## DIRECTION
Reproduce exactly the lines beginning with the line that contains "Mark the engine" and ending at the final line of the material below.

## RECORDS SUPPLIED
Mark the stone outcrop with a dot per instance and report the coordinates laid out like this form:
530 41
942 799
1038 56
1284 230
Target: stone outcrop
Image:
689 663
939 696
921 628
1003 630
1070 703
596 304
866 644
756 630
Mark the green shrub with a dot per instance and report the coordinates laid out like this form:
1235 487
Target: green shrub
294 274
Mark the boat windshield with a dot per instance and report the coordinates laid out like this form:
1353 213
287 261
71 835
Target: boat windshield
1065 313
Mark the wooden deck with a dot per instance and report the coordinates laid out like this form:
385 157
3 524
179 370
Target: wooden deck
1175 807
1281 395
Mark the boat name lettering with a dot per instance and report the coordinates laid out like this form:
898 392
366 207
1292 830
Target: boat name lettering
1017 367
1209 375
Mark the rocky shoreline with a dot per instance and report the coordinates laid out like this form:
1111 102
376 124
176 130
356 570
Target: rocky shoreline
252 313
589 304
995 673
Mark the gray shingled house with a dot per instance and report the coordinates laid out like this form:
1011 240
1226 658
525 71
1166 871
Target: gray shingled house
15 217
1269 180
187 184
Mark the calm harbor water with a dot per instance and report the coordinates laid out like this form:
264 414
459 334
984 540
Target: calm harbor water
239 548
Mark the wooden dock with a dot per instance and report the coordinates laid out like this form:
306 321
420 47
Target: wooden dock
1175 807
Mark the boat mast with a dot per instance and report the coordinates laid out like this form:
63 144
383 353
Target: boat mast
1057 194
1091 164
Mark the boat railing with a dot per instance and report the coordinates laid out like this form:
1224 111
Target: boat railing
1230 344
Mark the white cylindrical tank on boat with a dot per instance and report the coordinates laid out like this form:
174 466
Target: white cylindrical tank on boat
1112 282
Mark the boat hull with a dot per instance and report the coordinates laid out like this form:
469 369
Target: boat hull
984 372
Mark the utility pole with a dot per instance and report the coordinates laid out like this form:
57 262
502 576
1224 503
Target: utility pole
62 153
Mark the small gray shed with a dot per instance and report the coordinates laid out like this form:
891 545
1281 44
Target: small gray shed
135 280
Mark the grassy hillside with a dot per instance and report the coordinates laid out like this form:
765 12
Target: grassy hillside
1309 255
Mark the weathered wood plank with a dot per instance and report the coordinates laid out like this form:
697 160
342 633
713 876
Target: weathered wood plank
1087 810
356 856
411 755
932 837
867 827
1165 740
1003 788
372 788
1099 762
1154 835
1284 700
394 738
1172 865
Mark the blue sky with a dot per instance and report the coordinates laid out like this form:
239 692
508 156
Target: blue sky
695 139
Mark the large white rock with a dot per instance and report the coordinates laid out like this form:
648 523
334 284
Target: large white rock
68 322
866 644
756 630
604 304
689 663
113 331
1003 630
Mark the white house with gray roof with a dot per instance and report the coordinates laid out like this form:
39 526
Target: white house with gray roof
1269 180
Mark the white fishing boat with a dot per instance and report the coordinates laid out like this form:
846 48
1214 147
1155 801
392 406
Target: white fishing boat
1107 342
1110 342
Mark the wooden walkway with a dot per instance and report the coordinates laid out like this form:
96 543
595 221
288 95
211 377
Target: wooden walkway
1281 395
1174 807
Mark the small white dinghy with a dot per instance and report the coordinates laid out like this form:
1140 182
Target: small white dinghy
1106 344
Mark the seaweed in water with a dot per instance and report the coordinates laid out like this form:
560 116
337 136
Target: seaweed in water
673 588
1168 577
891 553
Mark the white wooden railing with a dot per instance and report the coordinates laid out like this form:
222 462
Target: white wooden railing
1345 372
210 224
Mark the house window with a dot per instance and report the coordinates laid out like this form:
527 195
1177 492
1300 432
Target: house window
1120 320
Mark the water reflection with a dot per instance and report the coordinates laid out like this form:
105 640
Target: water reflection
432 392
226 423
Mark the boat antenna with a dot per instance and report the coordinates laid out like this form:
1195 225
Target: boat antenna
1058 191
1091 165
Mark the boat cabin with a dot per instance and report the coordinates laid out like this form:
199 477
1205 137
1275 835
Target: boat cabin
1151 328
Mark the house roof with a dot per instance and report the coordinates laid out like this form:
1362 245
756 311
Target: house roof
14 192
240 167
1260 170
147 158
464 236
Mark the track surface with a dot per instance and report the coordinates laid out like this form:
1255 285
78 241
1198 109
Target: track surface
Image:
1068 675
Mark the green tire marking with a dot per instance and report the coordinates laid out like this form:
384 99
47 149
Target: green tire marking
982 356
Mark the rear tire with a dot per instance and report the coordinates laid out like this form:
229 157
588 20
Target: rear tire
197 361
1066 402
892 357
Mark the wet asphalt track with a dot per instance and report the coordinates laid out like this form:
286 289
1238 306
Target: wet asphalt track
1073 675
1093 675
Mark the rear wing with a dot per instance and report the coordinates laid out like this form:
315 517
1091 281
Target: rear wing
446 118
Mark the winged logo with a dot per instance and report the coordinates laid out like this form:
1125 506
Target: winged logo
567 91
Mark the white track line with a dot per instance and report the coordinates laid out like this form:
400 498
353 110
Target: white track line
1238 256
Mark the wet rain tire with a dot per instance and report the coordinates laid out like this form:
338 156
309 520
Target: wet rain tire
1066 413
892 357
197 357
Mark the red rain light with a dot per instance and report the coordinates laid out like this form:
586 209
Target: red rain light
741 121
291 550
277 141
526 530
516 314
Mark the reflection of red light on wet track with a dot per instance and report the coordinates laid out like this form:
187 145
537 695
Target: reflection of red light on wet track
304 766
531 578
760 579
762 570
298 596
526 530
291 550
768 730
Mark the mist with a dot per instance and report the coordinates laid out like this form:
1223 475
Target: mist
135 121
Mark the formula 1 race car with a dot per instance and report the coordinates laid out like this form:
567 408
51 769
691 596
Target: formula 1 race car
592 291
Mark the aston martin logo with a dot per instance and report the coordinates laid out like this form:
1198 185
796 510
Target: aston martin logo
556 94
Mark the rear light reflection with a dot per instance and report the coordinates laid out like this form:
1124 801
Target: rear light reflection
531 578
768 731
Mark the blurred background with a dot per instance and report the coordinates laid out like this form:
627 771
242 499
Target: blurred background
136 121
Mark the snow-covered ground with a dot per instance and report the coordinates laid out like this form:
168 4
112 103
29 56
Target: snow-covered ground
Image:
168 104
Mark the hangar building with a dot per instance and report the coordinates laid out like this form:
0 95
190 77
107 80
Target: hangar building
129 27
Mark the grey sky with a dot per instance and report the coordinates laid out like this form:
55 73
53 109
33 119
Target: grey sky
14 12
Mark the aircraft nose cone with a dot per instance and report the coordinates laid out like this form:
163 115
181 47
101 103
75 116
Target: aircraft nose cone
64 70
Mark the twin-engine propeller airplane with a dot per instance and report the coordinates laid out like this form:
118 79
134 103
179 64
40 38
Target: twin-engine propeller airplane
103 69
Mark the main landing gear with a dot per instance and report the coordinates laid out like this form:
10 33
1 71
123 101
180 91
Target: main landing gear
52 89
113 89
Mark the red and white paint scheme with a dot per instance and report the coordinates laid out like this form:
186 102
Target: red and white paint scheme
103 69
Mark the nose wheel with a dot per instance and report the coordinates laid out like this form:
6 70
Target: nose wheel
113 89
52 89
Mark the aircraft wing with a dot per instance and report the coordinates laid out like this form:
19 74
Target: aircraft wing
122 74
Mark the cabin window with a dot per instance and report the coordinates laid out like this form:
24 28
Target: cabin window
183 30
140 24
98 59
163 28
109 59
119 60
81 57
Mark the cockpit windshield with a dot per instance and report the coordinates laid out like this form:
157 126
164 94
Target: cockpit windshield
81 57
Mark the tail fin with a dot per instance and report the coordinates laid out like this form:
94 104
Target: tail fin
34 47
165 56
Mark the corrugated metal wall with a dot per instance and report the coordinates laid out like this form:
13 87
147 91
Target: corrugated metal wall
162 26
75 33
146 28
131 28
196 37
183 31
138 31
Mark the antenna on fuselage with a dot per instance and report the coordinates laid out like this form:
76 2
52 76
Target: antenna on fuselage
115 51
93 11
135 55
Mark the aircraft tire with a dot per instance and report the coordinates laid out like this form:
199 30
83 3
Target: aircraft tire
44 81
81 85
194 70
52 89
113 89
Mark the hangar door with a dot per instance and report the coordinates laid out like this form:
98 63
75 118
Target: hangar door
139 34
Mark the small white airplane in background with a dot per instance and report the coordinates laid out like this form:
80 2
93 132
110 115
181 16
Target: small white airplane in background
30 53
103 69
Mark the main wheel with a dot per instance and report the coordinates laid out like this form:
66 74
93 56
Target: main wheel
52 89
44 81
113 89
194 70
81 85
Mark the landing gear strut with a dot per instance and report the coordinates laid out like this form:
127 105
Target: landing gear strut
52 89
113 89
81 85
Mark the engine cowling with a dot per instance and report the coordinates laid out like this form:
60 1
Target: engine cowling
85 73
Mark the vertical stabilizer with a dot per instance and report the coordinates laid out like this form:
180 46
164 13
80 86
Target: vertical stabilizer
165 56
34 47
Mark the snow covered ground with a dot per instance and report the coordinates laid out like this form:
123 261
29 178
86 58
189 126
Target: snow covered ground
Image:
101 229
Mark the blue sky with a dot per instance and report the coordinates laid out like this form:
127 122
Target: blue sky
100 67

## EXPECTED ANSWER
Mark the engine cowling with a dot per instance and report the coordinates laid out like this form:
60 1
Target: engine cowling
85 73
Mark the vertical stabilizer with a dot per instance and report the coordinates laid out like this form:
180 46
164 13
80 86
Target: vertical stabilizer
165 56
34 47
Mark the snow covered ground with a dot per instance and report the coordinates laid out like this form:
123 261
29 178
86 58
189 126
Target: snow covered ground
Image:
101 229
Mark the blue sky with a dot per instance and report the coordinates laid out like this form:
127 122
Target: blue sky
100 67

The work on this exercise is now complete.